◆ Problem details
Substitute "goalie's sock" for "goalkeeper's sock" everywhere in the listing below, and reproduce the rest of its text without changes, omitting the pictures.

◆ Records for this exercise
■ ■ ■ ■ ■ ■ ■

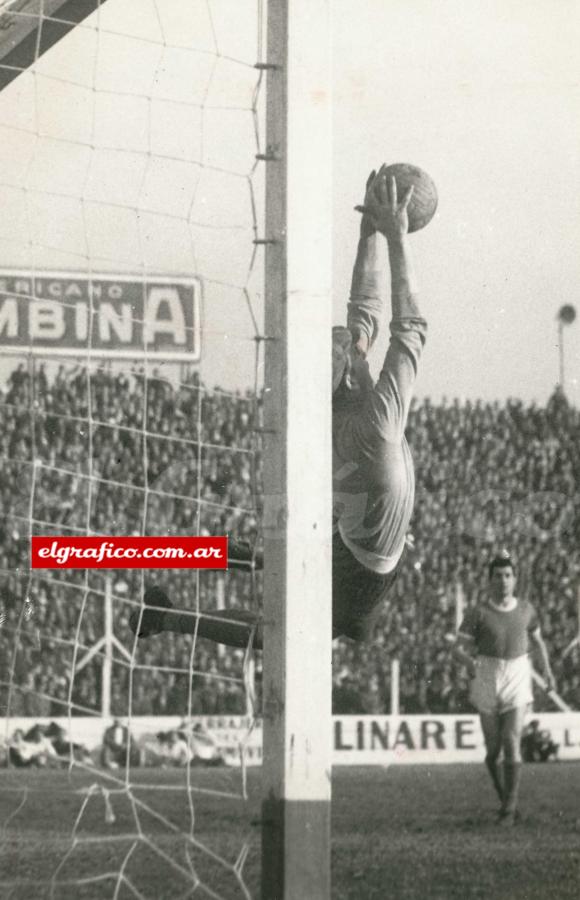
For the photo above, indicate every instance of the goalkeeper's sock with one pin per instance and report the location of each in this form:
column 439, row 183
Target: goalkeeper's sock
column 234, row 627
column 512, row 773
column 494, row 770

■ ■ ■ ■ ■ ■ ■

◆ Full output
For the photo above, indicate every instance of the goalie's sock with one pin per instance and report the location of each in this form:
column 439, row 183
Target: goalie's sock
column 234, row 627
column 512, row 773
column 494, row 770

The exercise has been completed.